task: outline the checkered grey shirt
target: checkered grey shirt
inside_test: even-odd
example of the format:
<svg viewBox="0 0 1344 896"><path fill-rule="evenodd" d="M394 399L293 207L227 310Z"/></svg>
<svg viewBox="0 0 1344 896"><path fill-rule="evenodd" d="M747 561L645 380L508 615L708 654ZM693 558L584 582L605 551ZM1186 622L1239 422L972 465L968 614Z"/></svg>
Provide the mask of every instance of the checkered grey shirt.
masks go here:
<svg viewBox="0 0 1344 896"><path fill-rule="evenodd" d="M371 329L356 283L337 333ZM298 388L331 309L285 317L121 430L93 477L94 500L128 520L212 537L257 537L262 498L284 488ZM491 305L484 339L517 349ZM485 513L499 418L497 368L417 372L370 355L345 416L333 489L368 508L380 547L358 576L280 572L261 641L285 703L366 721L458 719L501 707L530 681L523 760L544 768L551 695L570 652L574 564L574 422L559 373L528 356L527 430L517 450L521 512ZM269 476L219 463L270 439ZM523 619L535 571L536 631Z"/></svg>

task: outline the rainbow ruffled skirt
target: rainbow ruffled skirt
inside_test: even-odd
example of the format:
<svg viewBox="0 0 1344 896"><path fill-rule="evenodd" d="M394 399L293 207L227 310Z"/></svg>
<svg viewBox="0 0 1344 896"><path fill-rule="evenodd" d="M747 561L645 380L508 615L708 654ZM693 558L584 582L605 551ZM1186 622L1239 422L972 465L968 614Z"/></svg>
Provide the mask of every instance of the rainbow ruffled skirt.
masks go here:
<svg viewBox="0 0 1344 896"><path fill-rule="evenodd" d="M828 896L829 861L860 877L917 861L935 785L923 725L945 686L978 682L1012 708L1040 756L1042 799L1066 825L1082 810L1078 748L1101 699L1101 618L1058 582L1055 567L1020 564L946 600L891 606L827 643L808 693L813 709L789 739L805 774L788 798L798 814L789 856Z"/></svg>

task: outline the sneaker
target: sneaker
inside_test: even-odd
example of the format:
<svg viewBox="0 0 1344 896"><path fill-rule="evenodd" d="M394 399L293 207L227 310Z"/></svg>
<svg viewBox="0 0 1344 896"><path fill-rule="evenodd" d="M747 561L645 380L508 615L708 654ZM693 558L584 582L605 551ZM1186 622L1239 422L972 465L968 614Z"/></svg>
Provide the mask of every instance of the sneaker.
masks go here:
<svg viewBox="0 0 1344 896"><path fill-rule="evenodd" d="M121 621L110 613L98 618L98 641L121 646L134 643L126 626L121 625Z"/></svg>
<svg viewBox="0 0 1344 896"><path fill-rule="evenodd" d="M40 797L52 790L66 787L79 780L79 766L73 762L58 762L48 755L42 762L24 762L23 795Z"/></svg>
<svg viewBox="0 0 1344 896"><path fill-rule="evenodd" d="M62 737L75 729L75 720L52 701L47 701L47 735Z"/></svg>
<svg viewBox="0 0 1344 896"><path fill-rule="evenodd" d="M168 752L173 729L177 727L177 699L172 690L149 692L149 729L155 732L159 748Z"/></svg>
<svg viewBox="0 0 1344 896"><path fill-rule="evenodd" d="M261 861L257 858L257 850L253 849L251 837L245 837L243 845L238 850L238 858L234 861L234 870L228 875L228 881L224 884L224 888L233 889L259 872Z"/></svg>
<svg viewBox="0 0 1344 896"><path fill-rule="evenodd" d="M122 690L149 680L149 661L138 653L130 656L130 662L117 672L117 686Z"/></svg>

__________________________________________________

◆ Problem details
Reproduce the three items above line for line, with no changes to any character.

◆ The solution
task: outline the checkered grey shirt
target: checkered grey shirt
inside_test: even-odd
example of the format:
<svg viewBox="0 0 1344 896"><path fill-rule="evenodd" d="M394 399L293 207L227 310Z"/></svg>
<svg viewBox="0 0 1344 896"><path fill-rule="evenodd" d="M747 561L645 380L508 615L708 654ZM693 558L584 582L605 551ZM1186 622L1239 422L972 465L968 614Z"/></svg>
Provide the mask of every instance of the checkered grey shirt.
masks go here:
<svg viewBox="0 0 1344 896"><path fill-rule="evenodd" d="M371 329L356 283L337 333ZM298 388L331 309L285 317L121 430L93 477L94 500L128 520L212 537L257 537L262 498L284 488ZM491 305L484 339L517 349ZM485 513L499 418L497 368L417 372L370 355L345 416L333 489L368 508L380 547L358 576L280 572L261 641L285 703L366 721L458 719L501 707L530 681L523 760L544 768L551 695L570 652L574 564L574 422L559 373L528 356L527 430L517 450L521 512ZM269 476L219 463L270 439ZM523 619L535 571L536 631Z"/></svg>

task: outline the rainbow ruffled skirt
target: rainbow ruffled skirt
inside_test: even-odd
example of the format:
<svg viewBox="0 0 1344 896"><path fill-rule="evenodd" d="M394 399L293 207L227 310Z"/></svg>
<svg viewBox="0 0 1344 896"><path fill-rule="evenodd" d="M747 561L645 380L508 615L708 654ZM693 558L584 582L605 551ZM1186 622L1239 422L972 465L968 614Z"/></svg>
Provide the mask of every instance of the rainbow ruffled skirt.
masks go here:
<svg viewBox="0 0 1344 896"><path fill-rule="evenodd" d="M828 896L829 861L860 877L917 861L935 785L923 725L945 686L978 682L1012 708L1040 756L1042 799L1066 825L1082 810L1078 748L1101 699L1101 618L1058 582L1055 567L1020 564L946 600L891 606L827 643L808 693L813 709L789 739L805 774L788 798L798 814L789 856Z"/></svg>

task: outline the sneaker
target: sneaker
inside_test: even-odd
example of the format:
<svg viewBox="0 0 1344 896"><path fill-rule="evenodd" d="M394 399L293 207L227 310Z"/></svg>
<svg viewBox="0 0 1344 896"><path fill-rule="evenodd" d="M747 561L645 380L508 615L708 654ZM693 558L584 582L605 551ZM1186 622L1239 422L972 465L968 614Z"/></svg>
Provide the mask of every instance of the sneaker.
masks go here:
<svg viewBox="0 0 1344 896"><path fill-rule="evenodd" d="M121 621L110 613L98 618L98 641L121 646L134 643L126 626L121 625Z"/></svg>
<svg viewBox="0 0 1344 896"><path fill-rule="evenodd" d="M40 797L52 790L66 787L79 780L79 766L73 762L58 762L48 755L42 762L24 762L23 795Z"/></svg>
<svg viewBox="0 0 1344 896"><path fill-rule="evenodd" d="M62 737L75 729L75 720L52 701L47 701L47 735Z"/></svg>
<svg viewBox="0 0 1344 896"><path fill-rule="evenodd" d="M168 752L173 729L177 727L177 699L172 690L149 692L149 729L155 732L159 748Z"/></svg>
<svg viewBox="0 0 1344 896"><path fill-rule="evenodd" d="M261 861L257 858L257 850L253 849L251 837L245 837L243 845L238 850L238 858L234 861L234 870L228 875L228 881L224 884L224 888L233 889L259 872Z"/></svg>
<svg viewBox="0 0 1344 896"><path fill-rule="evenodd" d="M122 690L149 680L149 661L138 653L130 656L130 662L117 672L117 686Z"/></svg>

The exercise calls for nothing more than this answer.